-- PROBLEM TO SOLVE --
Please quote the lines below verbatim, starting at the line that contains "Note to the class: find each instance of the blue sky" and ending with the final line of the data.

Photo-based point labeling data
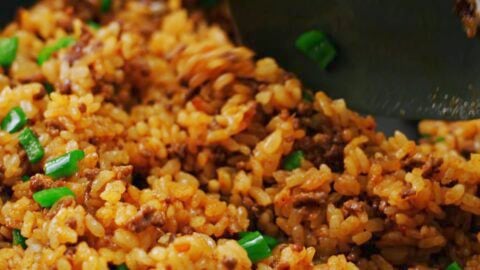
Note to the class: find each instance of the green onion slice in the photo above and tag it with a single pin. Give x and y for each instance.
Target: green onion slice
(18, 239)
(48, 51)
(14, 121)
(65, 165)
(293, 161)
(122, 267)
(48, 197)
(272, 242)
(32, 146)
(454, 266)
(256, 246)
(105, 5)
(8, 50)
(317, 47)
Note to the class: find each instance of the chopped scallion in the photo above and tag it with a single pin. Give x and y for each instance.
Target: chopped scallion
(105, 5)
(65, 165)
(256, 246)
(18, 239)
(32, 146)
(272, 242)
(317, 47)
(48, 51)
(293, 161)
(48, 197)
(454, 266)
(8, 50)
(14, 121)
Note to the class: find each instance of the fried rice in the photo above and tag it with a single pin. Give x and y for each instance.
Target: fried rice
(185, 134)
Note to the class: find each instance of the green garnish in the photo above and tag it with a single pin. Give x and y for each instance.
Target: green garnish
(14, 121)
(307, 96)
(93, 25)
(48, 51)
(65, 165)
(454, 266)
(293, 161)
(317, 47)
(32, 146)
(256, 246)
(48, 197)
(105, 5)
(8, 50)
(49, 88)
(18, 239)
(122, 267)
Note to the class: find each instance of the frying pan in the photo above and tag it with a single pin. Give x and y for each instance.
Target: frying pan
(386, 124)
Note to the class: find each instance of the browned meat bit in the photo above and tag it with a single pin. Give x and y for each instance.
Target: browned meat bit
(470, 14)
(54, 126)
(432, 167)
(354, 255)
(40, 182)
(145, 217)
(309, 199)
(82, 107)
(323, 149)
(65, 87)
(62, 203)
(176, 150)
(90, 174)
(229, 262)
(122, 172)
(137, 71)
(407, 193)
(40, 94)
(413, 162)
(296, 247)
(77, 51)
(353, 206)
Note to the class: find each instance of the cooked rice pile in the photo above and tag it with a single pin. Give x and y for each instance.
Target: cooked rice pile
(185, 134)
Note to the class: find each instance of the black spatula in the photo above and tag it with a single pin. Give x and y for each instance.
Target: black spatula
(402, 58)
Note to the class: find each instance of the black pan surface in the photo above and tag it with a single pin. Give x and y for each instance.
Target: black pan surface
(8, 10)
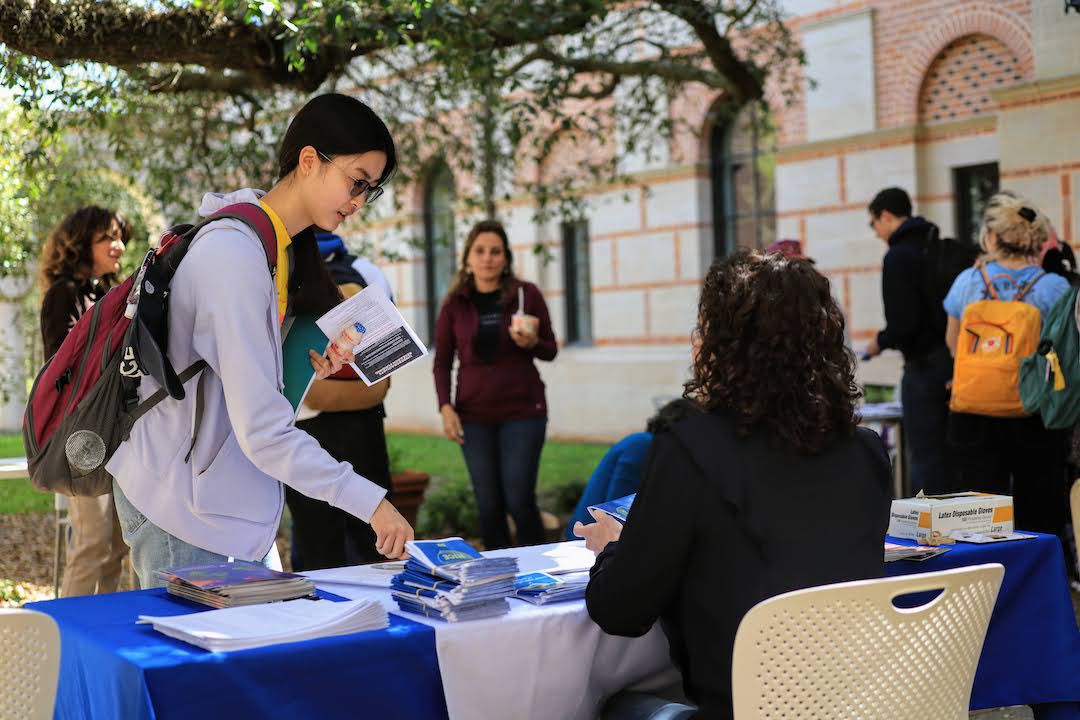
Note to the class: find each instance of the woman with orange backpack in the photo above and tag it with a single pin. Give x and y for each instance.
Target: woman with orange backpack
(996, 313)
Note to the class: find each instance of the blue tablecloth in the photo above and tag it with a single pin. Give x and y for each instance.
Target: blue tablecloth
(112, 668)
(1031, 653)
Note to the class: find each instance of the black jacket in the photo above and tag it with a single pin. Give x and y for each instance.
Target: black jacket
(721, 522)
(62, 306)
(915, 323)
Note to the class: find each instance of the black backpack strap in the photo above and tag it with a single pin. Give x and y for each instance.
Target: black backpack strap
(251, 214)
(989, 291)
(1023, 290)
(199, 410)
(149, 403)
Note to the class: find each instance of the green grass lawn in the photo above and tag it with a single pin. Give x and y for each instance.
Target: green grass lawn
(437, 456)
(564, 469)
(18, 497)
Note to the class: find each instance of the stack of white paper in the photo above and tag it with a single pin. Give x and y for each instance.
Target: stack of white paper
(377, 574)
(255, 626)
(895, 552)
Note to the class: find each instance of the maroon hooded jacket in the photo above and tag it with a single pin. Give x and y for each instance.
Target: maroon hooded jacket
(508, 389)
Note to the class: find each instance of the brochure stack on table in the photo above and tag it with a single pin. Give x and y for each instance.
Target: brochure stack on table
(449, 580)
(232, 584)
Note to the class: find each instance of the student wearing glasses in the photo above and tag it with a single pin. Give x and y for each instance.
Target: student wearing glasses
(226, 500)
(79, 265)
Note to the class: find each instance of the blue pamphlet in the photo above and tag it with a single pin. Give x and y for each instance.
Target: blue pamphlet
(618, 508)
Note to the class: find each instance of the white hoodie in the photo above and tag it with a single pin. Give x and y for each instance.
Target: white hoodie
(228, 498)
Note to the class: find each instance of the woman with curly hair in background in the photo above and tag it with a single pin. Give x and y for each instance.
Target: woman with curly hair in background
(79, 265)
(731, 502)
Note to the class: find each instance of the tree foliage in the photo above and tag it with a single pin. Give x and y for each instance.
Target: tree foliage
(187, 96)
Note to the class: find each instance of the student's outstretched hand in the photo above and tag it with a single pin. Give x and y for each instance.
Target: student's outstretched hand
(597, 534)
(325, 366)
(391, 531)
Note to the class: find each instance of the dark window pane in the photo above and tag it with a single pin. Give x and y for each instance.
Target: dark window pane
(974, 186)
(743, 174)
(576, 284)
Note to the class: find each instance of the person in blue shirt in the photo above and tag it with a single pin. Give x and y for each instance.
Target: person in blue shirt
(1010, 456)
(619, 472)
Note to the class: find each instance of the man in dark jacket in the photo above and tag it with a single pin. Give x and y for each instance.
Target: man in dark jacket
(915, 325)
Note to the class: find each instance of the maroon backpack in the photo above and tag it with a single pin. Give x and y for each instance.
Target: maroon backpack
(84, 401)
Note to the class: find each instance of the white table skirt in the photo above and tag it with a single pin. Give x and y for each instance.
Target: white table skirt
(536, 663)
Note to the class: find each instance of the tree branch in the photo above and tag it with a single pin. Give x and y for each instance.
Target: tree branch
(678, 71)
(115, 32)
(596, 93)
(743, 80)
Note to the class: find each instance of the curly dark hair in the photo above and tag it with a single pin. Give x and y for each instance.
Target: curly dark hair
(67, 253)
(769, 351)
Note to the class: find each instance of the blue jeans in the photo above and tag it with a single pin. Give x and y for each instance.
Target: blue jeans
(153, 549)
(503, 460)
(925, 397)
(645, 706)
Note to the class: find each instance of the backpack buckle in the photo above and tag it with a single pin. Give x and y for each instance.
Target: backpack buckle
(63, 380)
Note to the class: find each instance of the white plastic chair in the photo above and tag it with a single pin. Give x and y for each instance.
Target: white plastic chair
(30, 648)
(845, 650)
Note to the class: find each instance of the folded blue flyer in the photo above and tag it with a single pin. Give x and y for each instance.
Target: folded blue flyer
(540, 588)
(455, 559)
(618, 508)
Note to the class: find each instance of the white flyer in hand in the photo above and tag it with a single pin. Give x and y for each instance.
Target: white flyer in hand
(388, 343)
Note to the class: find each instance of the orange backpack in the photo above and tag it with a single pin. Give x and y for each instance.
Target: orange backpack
(995, 336)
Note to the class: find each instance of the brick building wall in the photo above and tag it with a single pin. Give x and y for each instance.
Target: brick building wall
(901, 98)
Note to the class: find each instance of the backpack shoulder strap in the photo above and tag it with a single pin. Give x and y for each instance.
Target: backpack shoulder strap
(251, 214)
(256, 218)
(1029, 285)
(986, 281)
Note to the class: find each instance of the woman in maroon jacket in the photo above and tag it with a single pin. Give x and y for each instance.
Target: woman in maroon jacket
(497, 325)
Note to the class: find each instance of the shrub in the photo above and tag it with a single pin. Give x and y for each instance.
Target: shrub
(448, 508)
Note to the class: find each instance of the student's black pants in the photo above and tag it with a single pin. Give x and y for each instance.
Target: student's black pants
(327, 537)
(1016, 457)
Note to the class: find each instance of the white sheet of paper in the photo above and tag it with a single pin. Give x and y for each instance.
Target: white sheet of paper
(389, 343)
(377, 574)
(553, 558)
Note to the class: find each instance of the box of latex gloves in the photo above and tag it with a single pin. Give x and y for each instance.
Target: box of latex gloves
(922, 516)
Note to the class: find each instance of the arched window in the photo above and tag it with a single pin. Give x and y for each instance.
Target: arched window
(437, 240)
(743, 161)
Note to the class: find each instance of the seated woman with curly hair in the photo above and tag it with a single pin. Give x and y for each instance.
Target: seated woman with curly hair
(773, 489)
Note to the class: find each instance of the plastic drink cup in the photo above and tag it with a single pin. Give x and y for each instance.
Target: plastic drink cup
(524, 323)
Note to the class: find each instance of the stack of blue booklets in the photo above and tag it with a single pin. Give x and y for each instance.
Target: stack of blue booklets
(541, 588)
(449, 580)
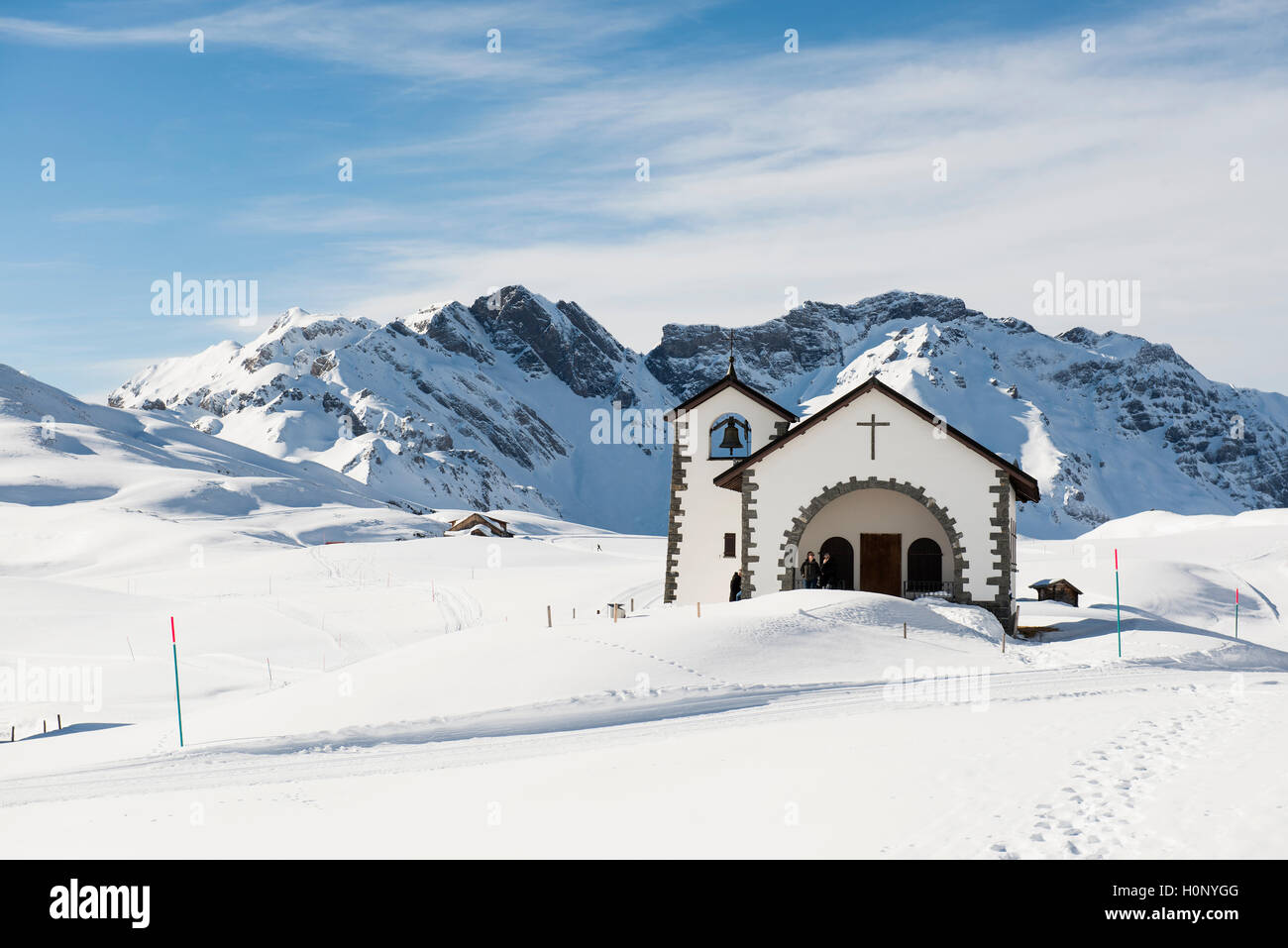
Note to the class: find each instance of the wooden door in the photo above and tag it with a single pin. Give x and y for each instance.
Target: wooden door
(880, 563)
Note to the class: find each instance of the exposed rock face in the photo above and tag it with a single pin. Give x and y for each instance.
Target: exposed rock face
(483, 406)
(1111, 424)
(489, 404)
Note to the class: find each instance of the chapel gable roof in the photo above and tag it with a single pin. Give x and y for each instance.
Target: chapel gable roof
(1025, 487)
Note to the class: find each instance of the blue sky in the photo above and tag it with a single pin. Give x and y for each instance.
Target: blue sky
(768, 170)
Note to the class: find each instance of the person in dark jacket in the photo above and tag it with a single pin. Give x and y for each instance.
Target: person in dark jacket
(810, 571)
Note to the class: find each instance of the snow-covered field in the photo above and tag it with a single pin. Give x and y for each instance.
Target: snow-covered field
(356, 683)
(420, 706)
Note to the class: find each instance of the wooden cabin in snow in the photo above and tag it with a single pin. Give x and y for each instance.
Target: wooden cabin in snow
(1060, 590)
(478, 526)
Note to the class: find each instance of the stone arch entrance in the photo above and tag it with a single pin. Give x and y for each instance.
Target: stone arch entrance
(954, 574)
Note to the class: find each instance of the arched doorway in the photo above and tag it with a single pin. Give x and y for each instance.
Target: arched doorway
(841, 562)
(875, 511)
(925, 567)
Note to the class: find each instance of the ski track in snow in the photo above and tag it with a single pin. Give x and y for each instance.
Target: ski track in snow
(1098, 810)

-- CORRECT ANSWER --
Note to the class: find each instance of the blue sky in the photo above and tag it with a single pin. Give x and y for each instance.
Target: blue sky
(768, 170)
Note to the class: find each instance of the person in dark jacket in the photo above and tag it with a single pin. Give x and y for each instance.
Target: person in dark jacket
(810, 571)
Note to the class: find each instance of the snow-covered field in the photo above and tag it with a single pin. Give x and y for each instance.
Target: snow-covered field
(356, 683)
(420, 706)
Note to the class: find each instance of the wooden cabin in snow in the photo above and tag it with a single pin. Give x and y for each instance.
Target: wooden cabin in snow
(1060, 590)
(478, 526)
Note to the class: find each instance of the stone arch entrance in the photo above and tag it with a single pin. Give x and y for each instance.
Target: stone arch entrance
(954, 574)
Note to the class: find each instance of the arched doorway in the photo above and tag it with a single pin. Give x and y for each instance.
Target: arched doorway
(841, 562)
(875, 511)
(925, 567)
Note to the class: find each instance of the ski track in snow in the photo above and tag it with a single pin. Give x and y for each instance.
Target: ski track in snow
(1098, 810)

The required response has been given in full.